STUDY TEXT
------------
Coffee? For sure – I am on my second cup. Prepare for class? Sometimes I will get up earlier than usual to do that, but today I am already ready. Think too much? That’s a given – at 4:00 a.m. or 4:00 p.m. – it doesn’t matter, if I am awake I am thinking too much. But that should not necessarily be taken as a negative connotation, despite the “too much” qualification (or would that be a quantification? I digress). While I cannot say with any specificity what woke me up or why I am awake this early on this day, it is also true that today is one of those days that holds some significance. It didn’t happen yet, it would not until later in the afternoon, but one year ago today I got one of “those” calls every parent dreads.

“Those” calls come in different levels of severity, this one was up there, but it was not the worst case scenario. It is not the first such call I have received, either. This one involved my youngest son who was 29. The call came from an off-duty first responder who happened to be “first responding” when my son was cut off by some moron in a car turning left in front of him. Had my son been driving his Jeep, there would be very little to write about. He was not in his Jeep, he was on his Harley. The impact was violent and my son suffered major and potentially life-threatening injuries. Exactly one year ago from right now, no one had any idea that this day would be so pivotal.
------------
DATA LISTING

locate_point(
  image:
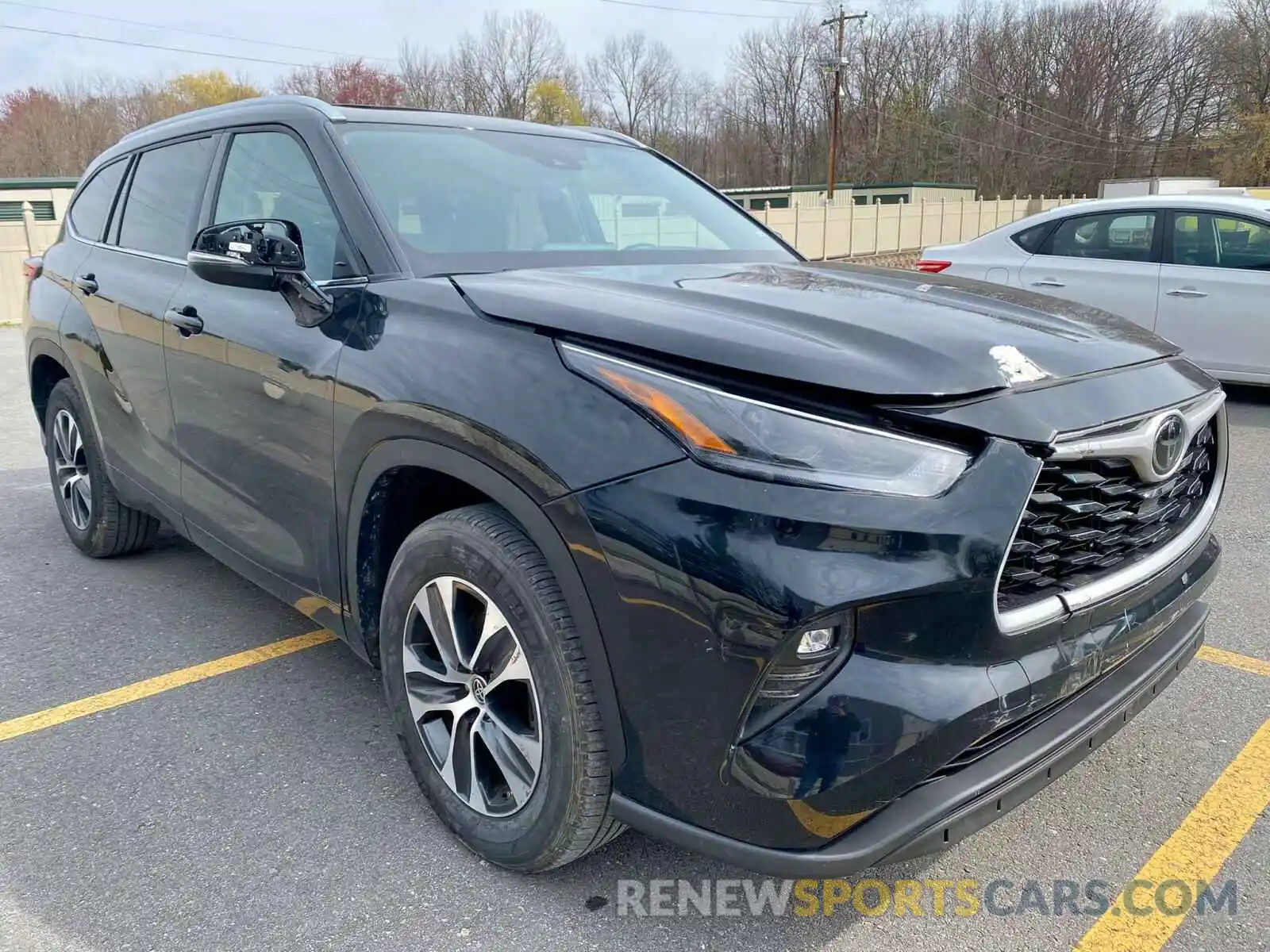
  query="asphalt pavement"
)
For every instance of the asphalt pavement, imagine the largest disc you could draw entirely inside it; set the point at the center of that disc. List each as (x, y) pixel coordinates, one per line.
(270, 808)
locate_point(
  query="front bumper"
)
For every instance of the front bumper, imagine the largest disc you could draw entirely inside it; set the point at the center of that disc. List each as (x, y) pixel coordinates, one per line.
(702, 581)
(937, 816)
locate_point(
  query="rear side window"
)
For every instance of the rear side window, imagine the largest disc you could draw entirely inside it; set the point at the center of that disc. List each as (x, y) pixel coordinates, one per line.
(1115, 236)
(163, 200)
(1032, 239)
(93, 203)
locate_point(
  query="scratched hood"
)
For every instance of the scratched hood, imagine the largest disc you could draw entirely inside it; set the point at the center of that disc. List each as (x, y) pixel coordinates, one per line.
(880, 332)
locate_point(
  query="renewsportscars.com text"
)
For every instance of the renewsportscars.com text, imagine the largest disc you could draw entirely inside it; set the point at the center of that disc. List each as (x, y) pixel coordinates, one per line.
(922, 898)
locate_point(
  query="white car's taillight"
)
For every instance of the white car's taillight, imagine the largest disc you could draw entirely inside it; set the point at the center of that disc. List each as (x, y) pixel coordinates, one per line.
(931, 267)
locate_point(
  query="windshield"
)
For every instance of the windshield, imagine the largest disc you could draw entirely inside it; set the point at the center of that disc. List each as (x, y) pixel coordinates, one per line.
(474, 200)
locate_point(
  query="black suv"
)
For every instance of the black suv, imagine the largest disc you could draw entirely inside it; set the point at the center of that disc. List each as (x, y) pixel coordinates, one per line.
(645, 520)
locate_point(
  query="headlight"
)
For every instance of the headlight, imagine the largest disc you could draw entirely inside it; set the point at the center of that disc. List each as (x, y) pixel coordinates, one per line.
(745, 436)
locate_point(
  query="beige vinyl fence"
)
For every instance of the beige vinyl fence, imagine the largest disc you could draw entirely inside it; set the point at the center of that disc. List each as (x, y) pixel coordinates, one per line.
(22, 239)
(840, 232)
(857, 230)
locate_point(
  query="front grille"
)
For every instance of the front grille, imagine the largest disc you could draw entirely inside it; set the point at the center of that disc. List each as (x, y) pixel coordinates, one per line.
(1089, 517)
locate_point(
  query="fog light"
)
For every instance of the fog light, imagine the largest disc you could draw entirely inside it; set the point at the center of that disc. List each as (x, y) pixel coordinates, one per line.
(816, 641)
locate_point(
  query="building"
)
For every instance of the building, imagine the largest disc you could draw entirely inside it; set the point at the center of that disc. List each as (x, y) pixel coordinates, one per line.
(757, 198)
(48, 196)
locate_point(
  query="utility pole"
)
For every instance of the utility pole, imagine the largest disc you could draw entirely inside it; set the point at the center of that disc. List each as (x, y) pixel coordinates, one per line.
(841, 22)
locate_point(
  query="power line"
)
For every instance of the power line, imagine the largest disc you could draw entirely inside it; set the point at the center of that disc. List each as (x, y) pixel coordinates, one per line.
(198, 32)
(154, 46)
(702, 13)
(1098, 141)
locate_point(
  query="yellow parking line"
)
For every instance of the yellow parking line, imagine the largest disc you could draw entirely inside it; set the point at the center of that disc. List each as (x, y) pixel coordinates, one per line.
(52, 716)
(1197, 850)
(1253, 666)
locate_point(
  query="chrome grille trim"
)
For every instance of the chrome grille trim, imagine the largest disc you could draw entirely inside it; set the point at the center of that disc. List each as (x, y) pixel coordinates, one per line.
(1113, 442)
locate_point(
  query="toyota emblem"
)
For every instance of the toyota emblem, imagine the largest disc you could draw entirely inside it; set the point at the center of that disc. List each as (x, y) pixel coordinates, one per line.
(1170, 443)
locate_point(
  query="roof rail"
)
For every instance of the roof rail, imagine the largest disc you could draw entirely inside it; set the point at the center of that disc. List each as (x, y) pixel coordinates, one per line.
(329, 111)
(615, 135)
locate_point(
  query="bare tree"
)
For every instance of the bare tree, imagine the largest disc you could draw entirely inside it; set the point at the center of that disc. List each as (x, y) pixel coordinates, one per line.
(499, 69)
(635, 82)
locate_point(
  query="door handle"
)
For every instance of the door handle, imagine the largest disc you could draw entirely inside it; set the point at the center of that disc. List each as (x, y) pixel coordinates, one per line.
(184, 321)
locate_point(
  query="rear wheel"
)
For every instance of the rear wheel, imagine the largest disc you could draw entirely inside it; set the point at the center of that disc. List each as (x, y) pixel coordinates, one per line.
(492, 695)
(94, 518)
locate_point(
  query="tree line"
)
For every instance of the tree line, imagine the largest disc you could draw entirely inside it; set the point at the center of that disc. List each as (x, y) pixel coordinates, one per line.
(1018, 98)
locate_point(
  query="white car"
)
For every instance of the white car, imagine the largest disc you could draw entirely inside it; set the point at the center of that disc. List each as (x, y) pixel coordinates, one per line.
(1193, 268)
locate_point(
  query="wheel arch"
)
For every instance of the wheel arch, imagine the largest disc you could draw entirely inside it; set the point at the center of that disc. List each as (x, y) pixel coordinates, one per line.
(48, 365)
(491, 484)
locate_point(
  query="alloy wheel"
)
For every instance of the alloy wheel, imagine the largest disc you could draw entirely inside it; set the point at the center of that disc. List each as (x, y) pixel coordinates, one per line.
(471, 696)
(71, 470)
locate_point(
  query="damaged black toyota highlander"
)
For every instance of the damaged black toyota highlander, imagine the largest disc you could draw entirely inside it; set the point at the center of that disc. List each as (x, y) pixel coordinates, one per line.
(647, 520)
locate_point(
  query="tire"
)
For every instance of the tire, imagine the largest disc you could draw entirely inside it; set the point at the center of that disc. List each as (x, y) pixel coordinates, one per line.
(476, 554)
(95, 520)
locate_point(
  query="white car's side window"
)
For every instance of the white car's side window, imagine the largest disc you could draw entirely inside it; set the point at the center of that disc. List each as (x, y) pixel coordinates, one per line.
(1206, 240)
(1118, 236)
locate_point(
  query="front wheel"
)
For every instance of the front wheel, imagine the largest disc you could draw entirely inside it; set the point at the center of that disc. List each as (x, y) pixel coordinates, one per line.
(492, 695)
(94, 518)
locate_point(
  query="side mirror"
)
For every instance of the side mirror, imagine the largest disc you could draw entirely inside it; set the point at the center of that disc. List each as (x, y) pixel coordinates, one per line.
(264, 255)
(248, 254)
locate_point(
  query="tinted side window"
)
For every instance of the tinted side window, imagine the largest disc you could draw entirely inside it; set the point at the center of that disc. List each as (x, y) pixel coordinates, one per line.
(268, 175)
(1115, 236)
(163, 198)
(1221, 241)
(93, 203)
(1032, 239)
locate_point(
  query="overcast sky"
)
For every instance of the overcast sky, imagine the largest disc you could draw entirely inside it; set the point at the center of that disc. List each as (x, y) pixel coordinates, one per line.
(368, 29)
------------
WHAT YOU WILL DO
Can you write out the entire passage about the anniversary of the call concerning the son's motorcycle crash, word for word?

RESULT
Coffee? For sure – I am on my second cup. Prepare for class? Sometimes I will get up earlier than usual to do that, but today I am already ready. Think too much? That’s a given – at 4:00 a.m. or 4:00 p.m. – it doesn’t matter, if I am awake I am thinking too much. But that should not necessarily be taken as a negative connotation, despite the “too much” qualification (or would that be a quantification? I digress). While I cannot say with any specificity what woke me up or why I am awake this early on this day, it is also true that today is one of those days that holds some significance. It didn’t happen yet, it would not until later in the afternoon, but one year ago today I got one of “those” calls every parent dreads.

“Those” calls come in different levels of severity, this one was up there, but it was not the worst case scenario. It is not the first such call I have received, either. This one involved my youngest son who was 29. The call came from an off-duty first responder who happened to be “first responding” when my son was cut off by some moron in a car turning left in front of him. Had my son been driving his Jeep, there would be very little to write about. He was not in his Jeep, he was on his Harley. The impact was violent and my son suffered major and potentially life-threatening injuries. Exactly one year ago from right now, no one had any idea that this day would be so pivotal.